___ Фрагмент документа ___

Как я уже говорил, лица женщин заключение делает человечнее и утонченнее – потому ли, что женщины лучше по натуре и это проявляется в одиночестве, или потому, что они – создания более мягкие, более терпеливые и привычные к страданию, – не знаю; но это так. Тем не менее вряд ли нужно добавлять, что, на мой взгляд, эта кара в отношении их так же несправедлива и жестока, как и в отношении мужчин.
По моему глубокому убеждению, независимо от вызываемых им нравственных мук, – мук столь острых и безмерных, что никакая фантазия не могла бы здесь сравниться с действительностью, – одиночное заключение так болезненно действует на рассудок, что он теряет способность воспринимать грубую действительность внешнего мира с его кипучей деятельностью. Я твердо уверен, что те, кто подвергся такого рода испытанию, должны вернуться в общество морально неустойчивыми и больными. Известно много случаев, когда люди по собственной воле или по необходимости проводили свою жизнь в полном одиночестве, но я вряд ли припомню, даже среди мудрецов, обладавших ясным и могучим умом, хотя бы одного, у которого такой образ жизни не вызвал бы умственного расстройства или жутких галлюцинаций. Какие только чудовищные призраки, вскормленные унынием и сомнением, порожденные и взращенные в одиночестве, не бродят по земле, обезображивая мир и омрачая лик небес!
Самоубийства среди заключенных здесь редки, в сущности почти неизвестны. Но из этого отнюдь нельзя сделать логический вывод в пользу самой системы, хотя на этом часто настаивают. Все, кто посвятил себя изучению душевных болезней, прекрасно знают, что человек может впасть в такую предельную подавленность и отчаяние, которые изменят весь его характер и убьют в нем всякую душевную гибкость и способность сопротивляться, – и однако же он остановится перед самоуничтожением. Это обычная история.
Я твердо уверен, что одиночное заключение притупляет чувства и постепенно подтачивает телесные силы. Я обратил внимание тех, кто вместе со мною был в филадельфийской тюрьме, что преступники, пробывшие здесь долгое время, становятся глухими. Поскольку они привыкли видеть этих заключенных изо дня в день, их про сто поразила моя мысль, показавшаяся им необоснованной и неправдоподобной. И, однако, первый же заключенный, к которому они обратились по своему собственному выбору, немедленно подтвердил мое впечатление (хотя и не знал этого): с искренностью, не вызывающей сомнений, он сказал, что сам не понимает, почему, но он впрямь становится туг на ухо.
Нет никакого сомнения в том, что это исключительно несправедливое наказание наименее тяжко отражается на закоренелых преступниках. Я нимало не верю, что как исправительная мера оно более эффективно, чем тот распорядок, при котором заключенным разрешается работать вместе, но не общаясь друг с другом. Все случаи исправления, о которых мне говорили, точно таи же могли бы произойти – и не сомневаюсь, что произошли бы, – и в результате «безмолвной системы». Что же касается такого рода людей, как тот грабитель-негр и вор-англичанин, то даже завзятые энтузиасты едва ли надеются вернуть их на путь истинный.

___ Фрагмент данных ___

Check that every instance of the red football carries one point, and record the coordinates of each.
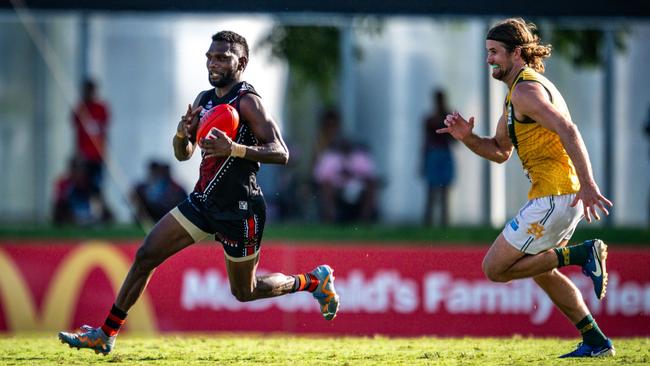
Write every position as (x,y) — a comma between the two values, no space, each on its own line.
(223,117)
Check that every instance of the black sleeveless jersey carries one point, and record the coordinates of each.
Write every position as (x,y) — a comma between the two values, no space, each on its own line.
(227,186)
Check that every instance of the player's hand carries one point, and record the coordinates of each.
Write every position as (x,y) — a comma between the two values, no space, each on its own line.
(216,144)
(591,199)
(189,121)
(457,126)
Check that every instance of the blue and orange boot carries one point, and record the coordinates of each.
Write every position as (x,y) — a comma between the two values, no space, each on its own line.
(89,337)
(587,350)
(325,292)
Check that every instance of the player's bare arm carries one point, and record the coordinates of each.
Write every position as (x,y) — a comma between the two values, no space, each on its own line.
(183,146)
(271,148)
(497,148)
(531,100)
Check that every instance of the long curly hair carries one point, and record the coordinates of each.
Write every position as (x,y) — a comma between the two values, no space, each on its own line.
(515,32)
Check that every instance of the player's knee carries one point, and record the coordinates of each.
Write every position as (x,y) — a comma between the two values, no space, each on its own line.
(144,259)
(494,274)
(241,294)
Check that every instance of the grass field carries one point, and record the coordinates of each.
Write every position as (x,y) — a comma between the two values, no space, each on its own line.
(240,349)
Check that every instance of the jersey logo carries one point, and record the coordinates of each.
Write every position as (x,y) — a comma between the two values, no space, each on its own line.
(514,224)
(598,272)
(536,230)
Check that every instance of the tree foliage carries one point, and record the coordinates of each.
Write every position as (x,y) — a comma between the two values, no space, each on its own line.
(312,53)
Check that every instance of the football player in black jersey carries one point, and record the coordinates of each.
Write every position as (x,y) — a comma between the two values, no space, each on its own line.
(226,201)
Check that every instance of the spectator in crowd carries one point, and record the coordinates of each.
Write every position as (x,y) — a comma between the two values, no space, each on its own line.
(347,183)
(647,133)
(328,134)
(76,202)
(157,194)
(90,120)
(437,162)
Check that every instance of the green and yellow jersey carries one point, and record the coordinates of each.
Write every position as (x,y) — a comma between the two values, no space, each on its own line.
(540,150)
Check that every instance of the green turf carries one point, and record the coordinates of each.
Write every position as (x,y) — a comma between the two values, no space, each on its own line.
(312,232)
(239,349)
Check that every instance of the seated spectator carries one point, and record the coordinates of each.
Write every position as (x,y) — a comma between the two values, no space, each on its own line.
(158,194)
(347,184)
(76,201)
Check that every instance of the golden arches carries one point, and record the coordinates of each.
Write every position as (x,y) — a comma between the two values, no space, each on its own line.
(63,292)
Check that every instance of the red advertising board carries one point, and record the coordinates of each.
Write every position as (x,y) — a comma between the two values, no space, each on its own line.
(390,290)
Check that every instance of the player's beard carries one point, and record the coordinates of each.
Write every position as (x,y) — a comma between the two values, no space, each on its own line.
(225,79)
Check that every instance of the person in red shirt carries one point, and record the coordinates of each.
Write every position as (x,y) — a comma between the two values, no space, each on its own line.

___

* **Задачи для решения**
A: Извлеките из текста об одиночном заключении отрывок между словами «Самоубийства среди заключенных» и «Это обычная история.» включительно.
B: Напишите, пожалуйста, продолжение текста об одиночном заключении, начиная сразу после его последнего предложения.

* **Список ответов**
A:
Самоубийства среди заключенных здесь редки, в сущности почти неизвестны. Но из этого отнюдь нельзя сделать логический вывод в пользу самой системы, хотя на этом часто настаивают. Все, кто посвятил себя изучению душевных болезней, прекрасно знают, что человек может впасть в такую предельную подавленность и отчаяние, которые изменят весь его характер и убьют в нем всякую душевную гибкость и способность сопротивляться, – и однако же он остановится перед самоуничтожением. Это обычная история.

B:
Мне кажется, достаточно веским доводом против системы одиночного заключения является то, что противоестественное одиночество никогда не порождало ничего здорового или хорошего и что в таких условиях даже собака или любое другое относительно разумное животное пришло бы в уныние, отупело и зачахло. Но подумав о том, как жестока и сурова эта система и как жизнь в одиночестве всегда порождает вполне определенные последствия самого пагубного свойства, против которых мы здесь возражали; припомнив вдобавок, что в качестве альтернативы предлагается не какая-либо скверная или непродуманная система, а система вполне себя оправдавшая и по своему замыслу и практическому осуществлению превосходная, – мы, конечно, найдем более чем достаточно оснований для того, чтобы отказаться от этого вида наказания, сулящего так мало хорошего и, бесспорно, чреватого таким обилием дурного.
Чтобы немного развлечь читателей, я закончу эту главу курьезной историей, связанной все с тем же вопросом, – мне рассказали ее, во время моего посещения тюрьмы, лица, бывшие непосредственными ее участниками.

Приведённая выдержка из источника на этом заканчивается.